What to produce:
Copy the records below exactly, omitting any pictures they contain.

—————

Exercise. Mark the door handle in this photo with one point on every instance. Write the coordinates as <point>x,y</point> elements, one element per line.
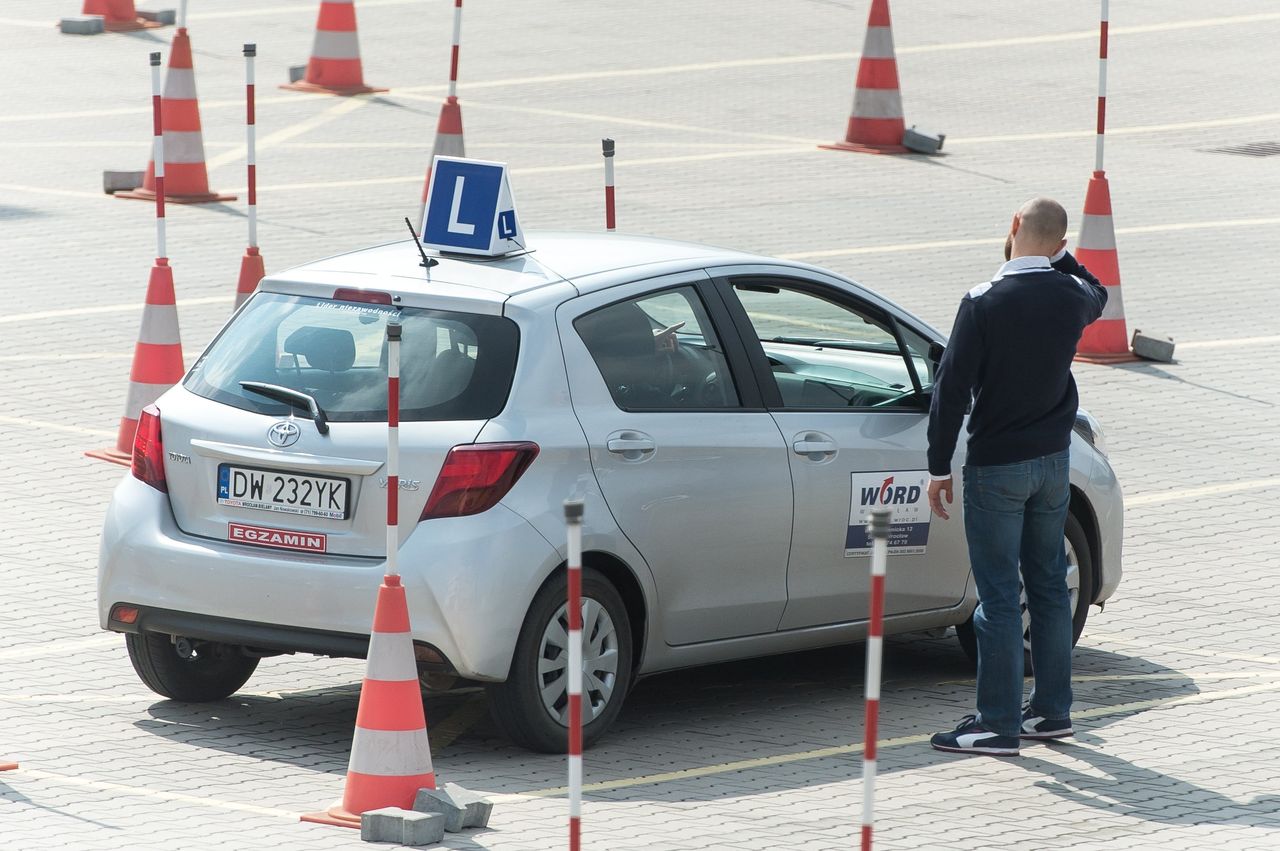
<point>624,445</point>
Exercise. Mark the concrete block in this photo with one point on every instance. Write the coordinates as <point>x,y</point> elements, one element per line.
<point>82,24</point>
<point>122,181</point>
<point>403,827</point>
<point>923,142</point>
<point>479,808</point>
<point>160,15</point>
<point>1153,347</point>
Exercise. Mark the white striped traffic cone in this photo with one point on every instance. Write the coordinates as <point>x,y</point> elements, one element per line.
<point>391,756</point>
<point>156,360</point>
<point>1105,341</point>
<point>876,124</point>
<point>186,173</point>
<point>334,67</point>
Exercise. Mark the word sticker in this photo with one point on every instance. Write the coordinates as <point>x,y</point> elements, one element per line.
<point>905,494</point>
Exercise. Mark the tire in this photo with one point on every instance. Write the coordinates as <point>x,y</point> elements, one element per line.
<point>1079,581</point>
<point>540,659</point>
<point>210,672</point>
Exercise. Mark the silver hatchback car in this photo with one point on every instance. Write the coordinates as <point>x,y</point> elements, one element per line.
<point>727,417</point>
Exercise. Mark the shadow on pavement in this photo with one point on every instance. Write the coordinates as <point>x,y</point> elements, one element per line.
<point>777,709</point>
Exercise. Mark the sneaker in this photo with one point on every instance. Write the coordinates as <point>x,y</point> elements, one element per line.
<point>972,737</point>
<point>1038,727</point>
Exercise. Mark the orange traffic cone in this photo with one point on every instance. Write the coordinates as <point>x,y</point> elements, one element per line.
<point>156,360</point>
<point>391,756</point>
<point>334,67</point>
<point>186,174</point>
<point>118,15</point>
<point>876,124</point>
<point>1106,339</point>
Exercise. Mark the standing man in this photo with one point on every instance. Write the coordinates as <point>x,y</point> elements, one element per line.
<point>1010,353</point>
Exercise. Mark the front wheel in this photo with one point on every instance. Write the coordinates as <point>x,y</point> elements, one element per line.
<point>531,707</point>
<point>187,669</point>
<point>1079,585</point>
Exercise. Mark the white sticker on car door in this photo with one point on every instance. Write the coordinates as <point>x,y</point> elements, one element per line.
<point>905,494</point>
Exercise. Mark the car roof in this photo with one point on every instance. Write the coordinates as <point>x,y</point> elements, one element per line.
<point>553,256</point>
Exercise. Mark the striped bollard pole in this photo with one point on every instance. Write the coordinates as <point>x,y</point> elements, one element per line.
<point>393,337</point>
<point>574,524</point>
<point>874,650</point>
<point>609,218</point>
<point>158,158</point>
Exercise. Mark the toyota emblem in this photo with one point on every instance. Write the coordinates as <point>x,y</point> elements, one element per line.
<point>283,434</point>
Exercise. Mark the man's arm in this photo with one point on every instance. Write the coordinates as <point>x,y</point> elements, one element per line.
<point>1065,262</point>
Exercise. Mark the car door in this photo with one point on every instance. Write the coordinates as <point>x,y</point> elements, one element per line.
<point>690,463</point>
<point>848,384</point>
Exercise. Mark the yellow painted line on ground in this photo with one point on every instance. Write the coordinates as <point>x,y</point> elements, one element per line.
<point>920,739</point>
<point>141,791</point>
<point>62,646</point>
<point>1230,342</point>
<point>342,108</point>
<point>54,426</point>
<point>1183,494</point>
<point>988,241</point>
<point>108,309</point>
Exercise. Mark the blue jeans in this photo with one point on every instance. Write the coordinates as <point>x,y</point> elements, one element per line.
<point>1014,516</point>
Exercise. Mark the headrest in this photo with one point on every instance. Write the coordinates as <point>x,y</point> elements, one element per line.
<point>325,348</point>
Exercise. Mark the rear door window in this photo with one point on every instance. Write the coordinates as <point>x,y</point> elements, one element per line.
<point>453,365</point>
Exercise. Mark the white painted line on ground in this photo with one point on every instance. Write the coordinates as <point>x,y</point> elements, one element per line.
<point>1183,494</point>
<point>62,646</point>
<point>990,241</point>
<point>105,309</point>
<point>141,791</point>
<point>920,739</point>
<point>54,426</point>
<point>344,106</point>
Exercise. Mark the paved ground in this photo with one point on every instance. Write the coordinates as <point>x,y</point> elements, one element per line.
<point>717,108</point>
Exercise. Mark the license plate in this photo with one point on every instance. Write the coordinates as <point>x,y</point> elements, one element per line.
<point>283,492</point>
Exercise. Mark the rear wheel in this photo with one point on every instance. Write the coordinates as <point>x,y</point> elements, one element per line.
<point>531,707</point>
<point>1079,585</point>
<point>187,669</point>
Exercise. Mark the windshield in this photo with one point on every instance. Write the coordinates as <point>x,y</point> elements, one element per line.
<point>453,366</point>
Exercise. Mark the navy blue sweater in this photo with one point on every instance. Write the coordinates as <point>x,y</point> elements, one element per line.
<point>1010,352</point>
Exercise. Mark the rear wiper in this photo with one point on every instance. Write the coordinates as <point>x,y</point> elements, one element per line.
<point>293,398</point>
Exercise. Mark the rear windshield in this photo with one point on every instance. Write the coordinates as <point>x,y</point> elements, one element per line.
<point>453,366</point>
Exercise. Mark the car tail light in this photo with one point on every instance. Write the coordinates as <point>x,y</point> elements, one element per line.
<point>475,476</point>
<point>368,296</point>
<point>149,451</point>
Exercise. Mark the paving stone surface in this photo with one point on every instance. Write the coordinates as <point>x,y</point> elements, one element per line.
<point>717,109</point>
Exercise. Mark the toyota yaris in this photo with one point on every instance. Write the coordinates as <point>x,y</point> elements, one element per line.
<point>728,419</point>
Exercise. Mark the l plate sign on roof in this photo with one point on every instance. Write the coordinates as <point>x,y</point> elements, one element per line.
<point>470,210</point>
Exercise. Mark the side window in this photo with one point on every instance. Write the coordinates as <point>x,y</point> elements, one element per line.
<point>830,355</point>
<point>658,352</point>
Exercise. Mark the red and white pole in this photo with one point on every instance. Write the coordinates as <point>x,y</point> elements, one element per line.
<point>158,158</point>
<point>251,264</point>
<point>1102,85</point>
<point>453,55</point>
<point>393,338</point>
<point>574,524</point>
<point>874,652</point>
<point>609,218</point>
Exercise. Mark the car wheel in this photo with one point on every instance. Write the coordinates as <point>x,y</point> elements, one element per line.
<point>1079,585</point>
<point>531,707</point>
<point>187,669</point>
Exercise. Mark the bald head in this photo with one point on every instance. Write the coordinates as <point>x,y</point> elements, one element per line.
<point>1040,228</point>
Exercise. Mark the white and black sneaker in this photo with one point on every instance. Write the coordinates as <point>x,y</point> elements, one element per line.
<point>972,737</point>
<point>1036,726</point>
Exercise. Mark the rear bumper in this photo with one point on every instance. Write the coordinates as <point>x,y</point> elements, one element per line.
<point>469,582</point>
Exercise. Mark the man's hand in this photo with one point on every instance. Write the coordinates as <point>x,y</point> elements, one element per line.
<point>937,489</point>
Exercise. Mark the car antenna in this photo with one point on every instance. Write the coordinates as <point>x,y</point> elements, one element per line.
<point>426,261</point>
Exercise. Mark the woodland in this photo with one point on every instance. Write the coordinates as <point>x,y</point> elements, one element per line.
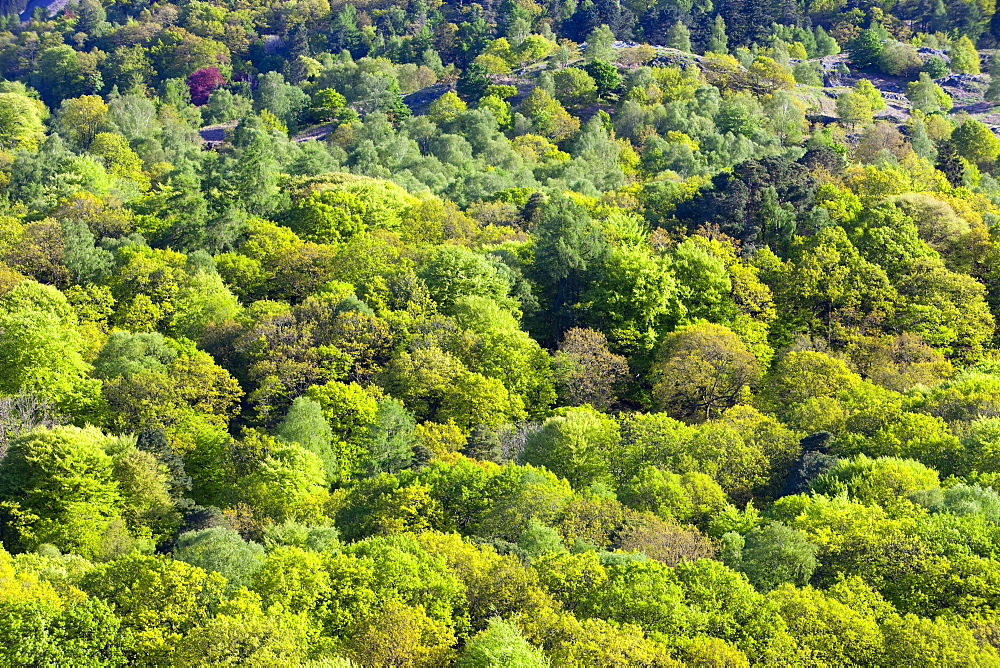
<point>514,334</point>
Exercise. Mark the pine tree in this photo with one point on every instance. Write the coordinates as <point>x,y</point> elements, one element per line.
<point>993,90</point>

—————

Correct result:
Exercise. Mark the door handle in this photo with one point on every instance. Write the coordinates as <point>x,y</point> elements, one element per line.
<point>624,445</point>
Exercise. Mark the concrete block in this photo with one point on every instance. Write the coordinates as <point>x,y</point> elements, one element per line.
<point>82,24</point>
<point>122,181</point>
<point>403,827</point>
<point>923,142</point>
<point>479,808</point>
<point>160,15</point>
<point>1153,347</point>
Exercise. Mark the white striped traffic cone in this photo with one point on every instance. Write the coordinates as <point>x,y</point> elements, one element per line.
<point>391,756</point>
<point>156,360</point>
<point>1105,341</point>
<point>876,124</point>
<point>186,173</point>
<point>334,67</point>
Exercise. Mark the word sticker in this photo with one point on every instance. Write the coordinates as <point>x,y</point> elements, one element per line.
<point>905,494</point>
Exercise. Mark the tire in this photo with one point on every instance. Write the coordinates as <point>x,y</point> elements, one element per line.
<point>1079,581</point>
<point>540,659</point>
<point>210,672</point>
Exercise. Mark the silver hatchback car in this photo with one point on every instance. Write the coordinates as <point>x,y</point> elements, one element per line.
<point>727,417</point>
Exercise. Mark the shadow on pavement in this photo with one point on every instance. Write the coordinates as <point>x,y</point> elements, one element per line.
<point>777,709</point>
Exercise. Mark the sneaker in this photo with one point on every instance. Write the coordinates as <point>x,y</point> elements, one element per line.
<point>972,737</point>
<point>1038,727</point>
Exercise. Mark the orange traffic cone in this photo with one point on every instance. Write the coordinates as <point>x,y</point> elements, one element per line.
<point>156,360</point>
<point>391,756</point>
<point>334,67</point>
<point>186,174</point>
<point>118,15</point>
<point>876,124</point>
<point>1106,339</point>
Exercise. Mark the standing man in this photo with one point on every instance. Write the coordinates as <point>x,y</point> elements, one element per line.
<point>1010,353</point>
Exercise. Mark the front wheel in this photo with one point on every instance. Write the coordinates as <point>x,y</point> elements, one element per line.
<point>531,707</point>
<point>187,669</point>
<point>1079,585</point>
Exercise. Mark the white sticker on car door in this photo with one point on every instance. Write the coordinates as <point>x,y</point> elements, one element per line.
<point>905,494</point>
Exercise. Mark the car roof in this photo with one point on every instance. Write the coordinates as <point>x,y</point> elements, one element per line.
<point>553,256</point>
Exercise. Mark the striped bollard pole in this photo with one point on every instance. Write the coordinates as <point>x,y</point> elements, one element per line.
<point>393,337</point>
<point>574,524</point>
<point>874,650</point>
<point>609,218</point>
<point>158,158</point>
Exercise. Mark the toyota emblem in this photo with one point on every instance. Write the coordinates as <point>x,y</point> elements, one element per line.
<point>283,434</point>
Exercise. Mark the man's arm in this photo with one point on every instance. Write the coordinates as <point>x,y</point> elements, one element per line.
<point>1065,262</point>
Exercise. Mark the car door in this photo with one point on every instance. Write the coordinates as <point>x,y</point> elements, one element per line.
<point>690,463</point>
<point>848,384</point>
Exercise. Mark the yellow painted line on ground in this photo with one point on every instance. Write the coordinates as <point>x,y</point> elements, one element per line.
<point>920,739</point>
<point>141,791</point>
<point>62,646</point>
<point>1230,342</point>
<point>342,108</point>
<point>54,426</point>
<point>1183,494</point>
<point>988,241</point>
<point>108,309</point>
Exercise. Mark the blue jeans in this photo with one point on every instance. Write the coordinates as <point>x,y</point> elements, one element per line.
<point>1014,516</point>
Exercise. Mark the headrest in this photo with one point on every instance. Write the coordinates as <point>x,y</point> elements, one element per line.
<point>325,348</point>
Exercise. Mark the rear door window in this photo with one point on every instance. Write the coordinates as <point>x,y</point> elements, one element per line.
<point>453,365</point>
Exercise. Mark the white painted line on ground in this photo with one point on every instance. Write the coordinates as <point>x,y</point> elements, one element per line.
<point>1183,494</point>
<point>62,646</point>
<point>990,241</point>
<point>105,309</point>
<point>141,791</point>
<point>920,739</point>
<point>54,426</point>
<point>344,106</point>
Exercise. Mark the paved ground in this photo with one point on every instance. Write the coordinates as <point>x,y</point> elements, one element per line.
<point>717,108</point>
Exercise. Mark the license plate in this photo with one point on every instance. Write the coordinates as <point>x,y</point> elements, one element per line.
<point>283,492</point>
Exercise. Mark the rear wheel in this photo with one point on every instance. Write the coordinates as <point>x,y</point> elements, one element per line.
<point>531,707</point>
<point>1079,585</point>
<point>187,669</point>
Exercise. Mark the windshield in this photo with one point on every instance. Write the coordinates as <point>x,y</point> elements, one element per line.
<point>453,366</point>
Exercise. Mark the navy blue sweater in this photo with one point on every instance. Write the coordinates as <point>x,y</point> elements, one element per line.
<point>1010,352</point>
Exercise. Mark the rear wiper in this photo with one point on every instance. Write the coordinates as <point>x,y</point> elements, one element per line.
<point>293,398</point>
Exercise. Mark the rear windshield in this photo with one point on every instance. Write the coordinates as <point>x,y</point> elements, one element per line.
<point>453,366</point>
Exercise. Mark the car tail light in this photo with one point on every instance. Write the coordinates as <point>x,y</point> elements, one element per line.
<point>475,476</point>
<point>368,296</point>
<point>149,451</point>
Exercise. Mark the paving stone surface in this photo with one point on every instance. Write the coordinates as <point>x,y</point> elements, one element per line.
<point>717,109</point>
Exercise. Mark the toyota yaris in this photo with one point on every instance. Write the coordinates as <point>x,y</point> elements, one element per line.
<point>728,419</point>
Exercise. Mark the l plate sign on roof in this photo with one point on every instance. Write the coordinates as <point>x,y</point> elements, one element per line.
<point>470,210</point>
Exercise. Mark the side window in this photo with one point on every instance. Write the coordinates as <point>x,y</point> elements, one element per line.
<point>830,355</point>
<point>658,352</point>
Exercise. Mark the red and white pole in this photo with one point on every instance. Write the coordinates as <point>x,y</point> elements, one element per line.
<point>158,158</point>
<point>251,264</point>
<point>1102,85</point>
<point>453,55</point>
<point>393,338</point>
<point>574,524</point>
<point>874,652</point>
<point>609,218</point>
Exercise. Mark the car wheel in this photo with one point on every instance. Write the coordinates as <point>x,y</point> elements, one element per line.
<point>1079,585</point>
<point>531,707</point>
<point>187,669</point>
Exercise. Mark the bald head in this photo with one point on every instance. Write the coordinates as <point>x,y</point> elements, one element per line.
<point>1040,228</point>
Exercise. Mark the white and black sneaker in this photo with one point on every instance. Write the coordinates as <point>x,y</point> elements, one element per line.
<point>972,737</point>
<point>1036,726</point>
Exercise. Mark the rear bumper in this photo with one point on every instance. Write the coordinates as <point>x,y</point> elements, one element per line.
<point>469,582</point>
Exercise. Mark the man's hand in this photo with one point on every instance. Write the coordinates as <point>x,y</point> elements, one element per line.
<point>937,489</point>
Exercise. Mark the car antenna in this photo with one point on every instance. Write the coordinates as <point>x,y</point> elements, one element per line.
<point>426,261</point>
Exercise. Mark the woodland in this photo with one point on every instance. Write the coordinates as <point>x,y</point> elements, one element per line.
<point>514,334</point>
Exercise. Mark the pine tree in this photo with one point on every instance. Write the coordinates as <point>x,y</point> elements, one element per line.
<point>993,90</point>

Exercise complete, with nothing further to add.